━━━ INFORMATION PROVIDED

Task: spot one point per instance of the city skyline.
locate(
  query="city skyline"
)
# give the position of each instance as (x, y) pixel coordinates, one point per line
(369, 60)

━━━━━━

| WHAT YOU HAVE TO DO |
Which lines in the entries above contain the word "skyline" with the same capitalization? Copy each of those lines in full.

| ANSWER TO THE TASK |
Task: spot one point per instance of the city skyline.
  query="city skyline"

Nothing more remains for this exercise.